What the task asks: Pictures are not part of the copy. Reproduce all the records exactly.

Top of Provided material

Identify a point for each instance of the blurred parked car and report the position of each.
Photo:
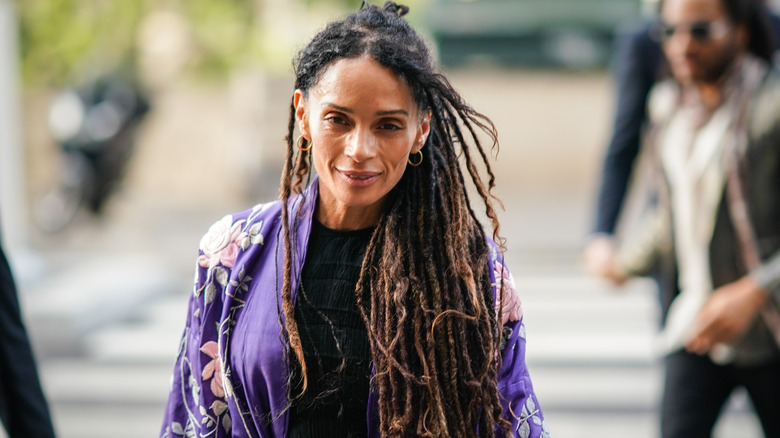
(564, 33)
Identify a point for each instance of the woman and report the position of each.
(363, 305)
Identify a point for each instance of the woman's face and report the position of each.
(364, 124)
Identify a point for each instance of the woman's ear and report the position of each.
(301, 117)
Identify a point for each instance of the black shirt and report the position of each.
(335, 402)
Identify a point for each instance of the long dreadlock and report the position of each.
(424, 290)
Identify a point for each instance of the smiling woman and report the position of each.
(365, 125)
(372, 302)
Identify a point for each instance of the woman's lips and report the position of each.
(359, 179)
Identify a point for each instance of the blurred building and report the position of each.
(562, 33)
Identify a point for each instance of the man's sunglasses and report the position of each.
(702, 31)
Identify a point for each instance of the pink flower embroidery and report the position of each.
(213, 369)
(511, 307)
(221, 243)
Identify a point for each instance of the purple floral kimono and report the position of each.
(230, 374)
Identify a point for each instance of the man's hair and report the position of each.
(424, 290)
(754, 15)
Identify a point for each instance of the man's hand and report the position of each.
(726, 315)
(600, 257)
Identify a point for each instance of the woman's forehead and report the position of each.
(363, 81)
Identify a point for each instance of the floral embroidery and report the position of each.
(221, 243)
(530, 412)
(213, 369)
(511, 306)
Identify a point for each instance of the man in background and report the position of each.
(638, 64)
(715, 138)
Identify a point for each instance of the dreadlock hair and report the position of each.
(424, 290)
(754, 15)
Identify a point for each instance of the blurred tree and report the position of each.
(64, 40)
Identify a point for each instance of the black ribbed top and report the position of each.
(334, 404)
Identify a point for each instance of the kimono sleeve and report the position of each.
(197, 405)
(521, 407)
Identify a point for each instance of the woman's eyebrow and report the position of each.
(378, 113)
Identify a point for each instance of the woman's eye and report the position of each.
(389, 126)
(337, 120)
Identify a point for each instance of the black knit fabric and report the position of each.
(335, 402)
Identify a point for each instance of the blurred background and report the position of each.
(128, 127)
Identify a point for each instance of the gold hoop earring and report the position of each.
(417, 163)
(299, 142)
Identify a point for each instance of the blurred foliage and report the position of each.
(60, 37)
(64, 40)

Bottom of Provided material

Answer section:
Identify a point for each instance of the blurred parked car and report the position of each.
Photo:
(564, 33)
Identify a point for each instance of the woman and report the position of each.
(363, 305)
Identify a point for each instance of the woman's face and report the position of each.
(364, 124)
Identify a point for each instance of the woman's ear and report the position of each.
(301, 117)
Identify a point for each instance of the black shirt and report the position of each.
(335, 402)
Identify a point for each instance of the long dreadlock and report the position of each.
(424, 290)
Identify a point for each instance of the smiling woman and report the position of each.
(365, 125)
(372, 302)
Identify a point for each instance of the woman's lips and report the position of each.
(359, 179)
Identify a point for each instance of the blurred building and report the position of each.
(562, 33)
Identify a point for each instance of the man's sunglasses and report the position of each.
(702, 31)
Identify a point for each instance of the pink flower embroidery and report the position of each.
(213, 369)
(511, 307)
(221, 243)
Identify a point for each instance of the purple floral kimono and report the position of each.
(230, 374)
Identify a point for each instance of the man's hair and report the position of each.
(424, 290)
(754, 15)
Identify a point for each instance of the man's hand and report the position of each.
(726, 315)
(600, 257)
Identify a point for each instance of the woman's forehead and report the position of each.
(363, 81)
Identify a point for each instance of the floral embroidery and report the position of each.
(221, 243)
(530, 412)
(213, 369)
(511, 306)
Identify a point for each instance of the man in background and report the position of each.
(638, 64)
(715, 138)
Identify a point for each instance of the dreadlock hair and report the position of each.
(424, 290)
(754, 15)
Identify a point for each instance of the blurred tree and report the position of each.
(64, 40)
Identify a point for each instance of the black ribbed top and report the position of each.
(334, 404)
Identify a point for each instance of the kimono sleeve and report the position of each.
(197, 405)
(521, 407)
Identify a point for each instance of the woman's eyebrow and report the position of each.
(378, 113)
Identify a point for each instance of the woman's eye and report the position of each.
(389, 126)
(337, 120)
Identify a point for each instance of the black knit fabric and report the position of each.
(335, 402)
Identify a point for each instance of the blurred background and report the position of each.
(128, 127)
Identify a point for each instance of the gold hoop earring and report the position of each.
(417, 163)
(299, 142)
Identify a point for each instance of the blurred foliage and report the position of each.
(60, 37)
(64, 40)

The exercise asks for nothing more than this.